On Friday, July 2, 2021, the U.S. Court of Appeals for the Fifth Circuit ruled in favor of three Texas attorneys who filed a civil rights lawsuit alleging that mandatory registration with the State Bar of Texas violated their First Amendment rights. The lawyers claimed that their rights were violated due to the State Bar of Texas’s engagement in political and ideological activities not germane to the interests in regulating the legal profession.
The State Bar of Texas is mandatory, meaning that all licensed Texas attorneys must join the State Bar of Texas. In addition to membership, attorneys are required to pay membership fees, ranging from $50 to $235. The State Bar of Texas undertakes a number of different initiatives, which the plaintiffs in the case describe as “political and ideological activities that extend far beyond any regulatory functions.” The case before the 5th Circuit outlined four initiatives: (1) the State Bar of Texas’s legislative program, whereby the Bar lobbies for “bills drafted by sections of the State Bar;” (2) the Bar’s housing of an Office of Minority Affairs, which serves minorities, women, and LGBT attorneys and legal organizations in Texas; (3) the Bar’s financial support of activities aimed at making legal services available to the needy; and (4) the Bar’s other miscellaneous activities, such as hosting an annual convention, funding continuing legal education programs, and funding the Texas Bar Journal.
The three plaintiffs in the case filed their lawsuit under 42 U.S.C. §§ 1983 and 1988, setting forth three theories: “(1) Compelling the plaintiffs ‘to join, associate with, and financially support the State Bar as a precondition to engaging in their chosen profession’ violates their ‘rights to free speech and association’; (2). . . requiring them to ‘subsidize political and ideological activities that extend beyond the Bar’s core regulatory functions’ violates their right to free speech; and (3). . . ‘[t]he Bar’s procedures for separating chargeable and non-chargeable expenses are inadequate to protect’ their First Amendment rights.”
The Fifth Circuit looked to the Supreme Court’s rulings in Lathrop v. Donohue, 367 U.S. 820 (1961) and Keller v. State Bar of California, 496 U.S.1 (1990), to assess the plaintiffs’ First Amendment claims. “Lathrop held that lawyers may constitutionally be mandated to join a bar association that solely regulates the legal profession and improves the quality of legal services,” while “Keller identifies that Lathrop did not decide whether lawyers may be constitutionally mandated to join a bar association that engages in other, non-germane activities.” The Fifth Circuit ruled that “compelling a lawyer to join a bar association engaged in non-germane activities burdens his or her First Amendment right to freedom of association.” The appeals court reasoned that even bar associations also engaging in non-germane activities will likely be engaging in additional expressive activities that support a ideology or message. Thus, compelling membership compels support of the message.

GIVEN INSTRUCTION A
Edit the passage on the State Bar of Texas ruling, giving everything from "On Friday, July" down to "the legal profession." again with "civil rights lawsuit" changed to "civil rights suit".
GIVEN INSTRUCTION B
According to the passage on the State Bar of Texas ruling, what range of membership fees must Texas attorneys pay?
GIVEN INSTRUCTION C
Carry on the passage about the Fifth Circuit's State Bar of Texas ruling, starting right after its final sentence.
The records that come next are separate material with no connection to the passage on the State Bar of Texas ruling.

Records from a data collection
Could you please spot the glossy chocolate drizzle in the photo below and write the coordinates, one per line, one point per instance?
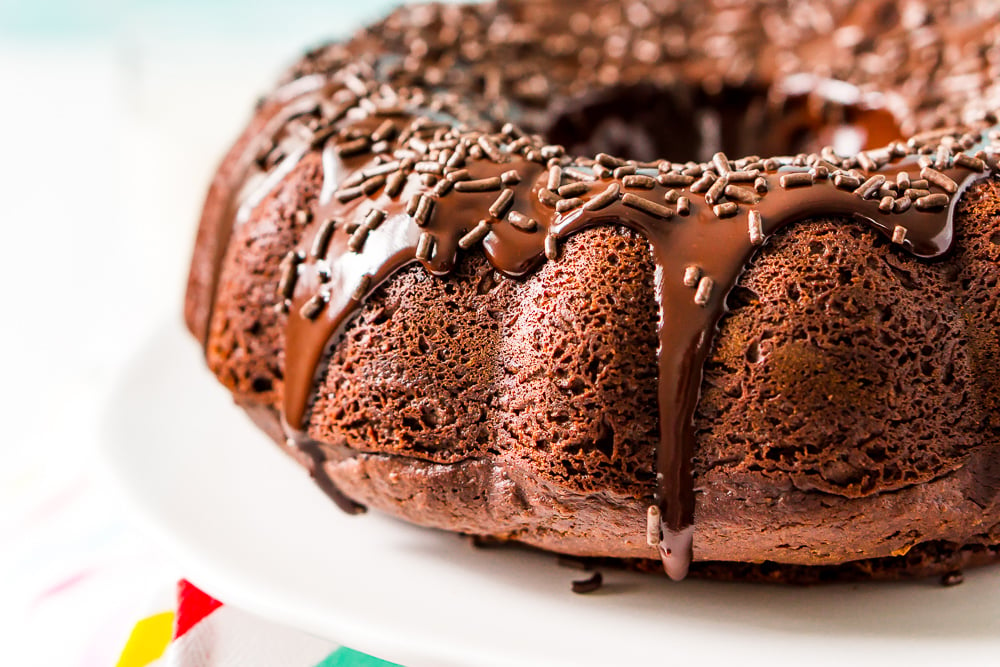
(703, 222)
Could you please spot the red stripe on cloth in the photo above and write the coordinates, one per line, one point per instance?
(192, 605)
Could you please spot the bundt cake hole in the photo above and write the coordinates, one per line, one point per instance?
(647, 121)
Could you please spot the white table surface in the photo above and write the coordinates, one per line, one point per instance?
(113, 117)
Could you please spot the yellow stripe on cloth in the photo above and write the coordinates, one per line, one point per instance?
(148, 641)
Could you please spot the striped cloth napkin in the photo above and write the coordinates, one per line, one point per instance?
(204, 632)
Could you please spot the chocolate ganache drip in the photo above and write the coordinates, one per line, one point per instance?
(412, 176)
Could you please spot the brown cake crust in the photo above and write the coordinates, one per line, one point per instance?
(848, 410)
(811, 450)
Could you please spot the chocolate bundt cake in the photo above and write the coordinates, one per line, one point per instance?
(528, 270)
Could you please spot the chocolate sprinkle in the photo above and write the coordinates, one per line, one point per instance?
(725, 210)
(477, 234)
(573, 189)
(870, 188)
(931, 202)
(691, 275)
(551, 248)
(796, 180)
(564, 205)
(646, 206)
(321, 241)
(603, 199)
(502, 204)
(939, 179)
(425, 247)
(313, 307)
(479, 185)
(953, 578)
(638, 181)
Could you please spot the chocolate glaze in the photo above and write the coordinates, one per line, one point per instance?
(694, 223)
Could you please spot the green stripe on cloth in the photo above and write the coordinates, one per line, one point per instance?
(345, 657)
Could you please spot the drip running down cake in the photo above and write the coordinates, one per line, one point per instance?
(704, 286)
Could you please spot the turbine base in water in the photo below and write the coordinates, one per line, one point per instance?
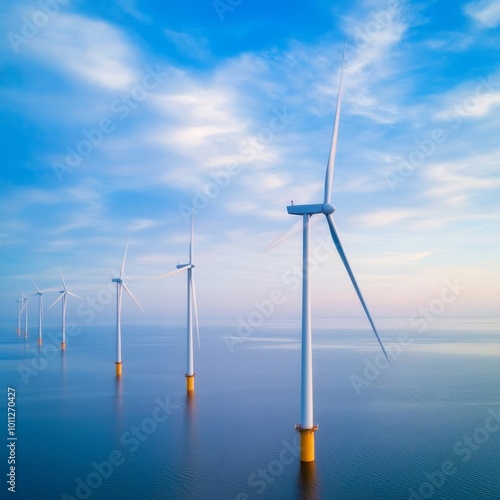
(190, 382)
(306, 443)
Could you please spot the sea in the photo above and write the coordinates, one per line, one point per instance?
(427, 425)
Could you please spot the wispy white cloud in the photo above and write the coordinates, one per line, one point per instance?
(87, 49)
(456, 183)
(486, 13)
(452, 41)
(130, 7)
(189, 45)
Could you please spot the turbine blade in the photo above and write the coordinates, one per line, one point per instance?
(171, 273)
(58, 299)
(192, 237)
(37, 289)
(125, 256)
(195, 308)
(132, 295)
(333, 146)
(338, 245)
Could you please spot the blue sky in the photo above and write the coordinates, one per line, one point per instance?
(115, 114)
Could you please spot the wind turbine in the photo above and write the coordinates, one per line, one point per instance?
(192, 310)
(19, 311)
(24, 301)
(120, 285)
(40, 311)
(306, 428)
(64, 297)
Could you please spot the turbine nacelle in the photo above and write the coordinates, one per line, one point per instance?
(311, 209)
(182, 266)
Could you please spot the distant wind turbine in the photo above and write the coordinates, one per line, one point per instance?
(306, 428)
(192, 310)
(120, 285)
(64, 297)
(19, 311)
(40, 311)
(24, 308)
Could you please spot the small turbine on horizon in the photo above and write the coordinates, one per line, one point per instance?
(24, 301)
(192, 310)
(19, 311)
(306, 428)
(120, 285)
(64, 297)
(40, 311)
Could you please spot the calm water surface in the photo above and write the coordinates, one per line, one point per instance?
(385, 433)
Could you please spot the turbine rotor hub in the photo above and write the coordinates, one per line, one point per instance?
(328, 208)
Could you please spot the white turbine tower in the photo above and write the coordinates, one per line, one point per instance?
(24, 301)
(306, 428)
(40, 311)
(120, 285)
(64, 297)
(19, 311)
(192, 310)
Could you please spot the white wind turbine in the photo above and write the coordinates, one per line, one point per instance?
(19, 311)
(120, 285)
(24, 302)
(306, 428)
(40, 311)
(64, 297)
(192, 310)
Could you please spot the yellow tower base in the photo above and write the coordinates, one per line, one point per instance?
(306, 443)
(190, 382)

WRITTEN ANSWER A
On Friday, July 2, 2021, the U.S. Court of Appeals for the Fifth Circuit ruled in favor of three Texas attorneys who filed a civil rights suit alleging that mandatory registration with the State Bar of Texas violated their First Amendment rights. The lawyers claimed that their rights were violated due to the State Bar of Texas’s engagement in political and ideological activities not germane to the interests in regulating the legal profession.

WRITTEN ANSWER B
The fees range from $50 to $235.

WRITTEN ANSWER C
With regard to the examples of the State Bar of Texas’s initiatives, the Fifth Circuit ruled that the legislative program “is neither entirely germane nor wholly non-germane.” Because some of the legislative program is non-germane, compelling the plaintiffs to join the State Bar of Texas violated their freedom of association rights. With regard to the diversity initiatives through the Office of Minority Affairs, the Fifth Circuit ruled that the initiatives are germane to the purposes outlined by Keller, and thus are not a basis for ruling in favor of plaintiffs. With regard to the State Bar of Texas’s attempts to provide legal services to the needy, the Fifth Circuit ruled that the interest was germane to both regulating the legal profession and improving the quality of legal services. As far as the miscellaneous activities, the Fifth Circuit found all the stated activities to be germane. Therefore, compelling the plaintiffs to subsidize the State Bar of Texas’s non-germane activities violated the lawyers’ freedom of speech.
The Fifth Circuit rendered partial summary judgment in favor of the plaintiffs and remanded the case for the lower court to determine the full scope of relief to be granted to the plaintiffs. The appeals court further rendered a preliminary injunction for the plaintiffs, preventing the State Bar of Texas from requiring the plaintiffs to join or pay dues pending completion of the remedies phase.
Mandatory bar in Texas violates lawyers’ First Amendment rights, 5th Circuit rules, ABA Journal (July 6, 2021)
McDonald v. Longley, No. 20-50448 (5th Cir. 2021)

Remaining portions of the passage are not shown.